*Exercise details*
All entries below are to be retyped in full, precisely as they appear.

*Data for review*
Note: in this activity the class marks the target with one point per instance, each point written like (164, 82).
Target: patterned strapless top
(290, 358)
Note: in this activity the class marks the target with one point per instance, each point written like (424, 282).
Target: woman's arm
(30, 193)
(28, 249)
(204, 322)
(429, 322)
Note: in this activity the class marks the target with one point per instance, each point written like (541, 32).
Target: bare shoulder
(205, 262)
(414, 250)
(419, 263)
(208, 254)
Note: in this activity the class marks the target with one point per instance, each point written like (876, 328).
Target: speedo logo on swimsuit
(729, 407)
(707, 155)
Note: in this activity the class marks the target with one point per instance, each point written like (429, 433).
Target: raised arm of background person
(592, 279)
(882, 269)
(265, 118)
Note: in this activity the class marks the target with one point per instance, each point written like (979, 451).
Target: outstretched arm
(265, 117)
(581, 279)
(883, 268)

*Task result*
Note: in this activity the class marks the target with one point per instance, each point written like (164, 82).
Target: patterned strapless top
(290, 358)
Note: in this activity the class marks the target with one point per instance, each point written like (424, 282).
Target: woman's arm
(30, 193)
(28, 249)
(204, 322)
(429, 322)
Note: in this activity the class marks the target with one point per instance, each point written like (541, 32).
Target: bare shoulder
(205, 262)
(414, 250)
(419, 263)
(208, 254)
Note: in this activity the class marks the target with one point per instance, each point written like (876, 328).
Target: speedo logo on swimsuit
(729, 407)
(707, 155)
Note: in this activity the class marks the target with one point per instance, each point written like (429, 433).
Target: raised arm of background person
(592, 279)
(882, 269)
(265, 118)
Note: in this activity the class marks the target with one point per instance, each point written like (979, 451).
Target: outstretched arm
(265, 117)
(581, 279)
(883, 268)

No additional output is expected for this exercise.